→ Exercise requirements
If a line in the data below contains "dignity", copy it.

************

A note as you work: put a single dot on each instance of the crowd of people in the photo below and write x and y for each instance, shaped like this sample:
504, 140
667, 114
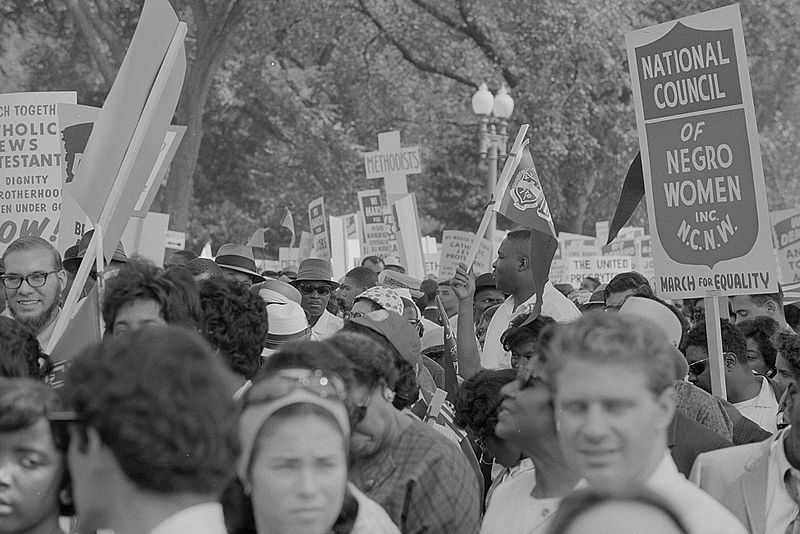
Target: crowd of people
226, 400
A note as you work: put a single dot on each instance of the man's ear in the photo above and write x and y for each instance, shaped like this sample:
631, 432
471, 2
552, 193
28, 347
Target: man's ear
771, 307
729, 359
666, 402
62, 279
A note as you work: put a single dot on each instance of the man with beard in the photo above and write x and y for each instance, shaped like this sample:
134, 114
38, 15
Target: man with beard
33, 281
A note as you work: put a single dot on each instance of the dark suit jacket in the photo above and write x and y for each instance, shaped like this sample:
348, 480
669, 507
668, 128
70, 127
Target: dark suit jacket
737, 478
688, 438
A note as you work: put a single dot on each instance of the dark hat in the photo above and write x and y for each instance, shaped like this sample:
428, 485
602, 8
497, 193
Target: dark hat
597, 300
315, 270
238, 258
73, 262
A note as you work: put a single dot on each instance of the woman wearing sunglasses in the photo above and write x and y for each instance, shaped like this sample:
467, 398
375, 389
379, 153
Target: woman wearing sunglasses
526, 420
33, 475
295, 434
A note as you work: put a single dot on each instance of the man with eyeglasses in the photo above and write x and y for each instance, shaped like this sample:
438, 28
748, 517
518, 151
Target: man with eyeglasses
315, 283
754, 396
33, 281
611, 377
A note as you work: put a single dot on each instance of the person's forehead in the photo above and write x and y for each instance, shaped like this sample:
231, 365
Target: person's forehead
33, 437
696, 352
581, 379
30, 259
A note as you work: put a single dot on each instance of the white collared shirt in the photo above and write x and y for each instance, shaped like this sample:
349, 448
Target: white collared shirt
780, 507
327, 325
555, 304
203, 518
701, 513
761, 409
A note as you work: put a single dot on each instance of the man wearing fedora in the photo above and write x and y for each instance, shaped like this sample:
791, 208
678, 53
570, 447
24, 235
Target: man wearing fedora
238, 263
315, 282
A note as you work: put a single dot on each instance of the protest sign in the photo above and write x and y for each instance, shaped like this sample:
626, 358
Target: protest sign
147, 237
375, 240
30, 165
129, 132
351, 225
455, 249
318, 221
172, 140
786, 228
393, 163
603, 268
305, 245
407, 217
701, 158
339, 251
175, 240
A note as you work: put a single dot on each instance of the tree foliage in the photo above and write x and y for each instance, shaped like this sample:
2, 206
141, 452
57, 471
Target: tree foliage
283, 97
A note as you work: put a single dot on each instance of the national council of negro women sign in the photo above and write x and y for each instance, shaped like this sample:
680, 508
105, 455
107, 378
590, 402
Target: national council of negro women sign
701, 160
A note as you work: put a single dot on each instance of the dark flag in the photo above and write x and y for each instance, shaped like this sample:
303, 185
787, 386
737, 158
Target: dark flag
632, 193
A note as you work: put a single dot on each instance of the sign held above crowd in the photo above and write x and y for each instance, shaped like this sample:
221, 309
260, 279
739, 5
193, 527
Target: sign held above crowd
700, 157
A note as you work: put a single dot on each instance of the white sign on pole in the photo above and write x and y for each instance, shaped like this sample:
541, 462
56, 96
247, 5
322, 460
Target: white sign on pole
393, 163
455, 250
701, 159
603, 268
319, 228
30, 165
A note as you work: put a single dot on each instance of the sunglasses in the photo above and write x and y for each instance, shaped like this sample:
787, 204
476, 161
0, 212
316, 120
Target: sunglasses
527, 377
308, 289
326, 385
698, 367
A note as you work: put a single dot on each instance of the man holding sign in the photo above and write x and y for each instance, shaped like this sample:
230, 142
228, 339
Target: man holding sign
33, 282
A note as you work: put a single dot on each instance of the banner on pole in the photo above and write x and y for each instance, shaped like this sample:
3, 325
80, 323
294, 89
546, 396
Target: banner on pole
30, 165
318, 221
701, 160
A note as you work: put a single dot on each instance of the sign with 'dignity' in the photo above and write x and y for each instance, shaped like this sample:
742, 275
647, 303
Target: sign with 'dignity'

************

→ Response area
A note as you work: put a single dot on each instance of the sign with 'dignity' in the photo above and write x and y for each instance, shaped like this sample:
Target: sign with 'dignity'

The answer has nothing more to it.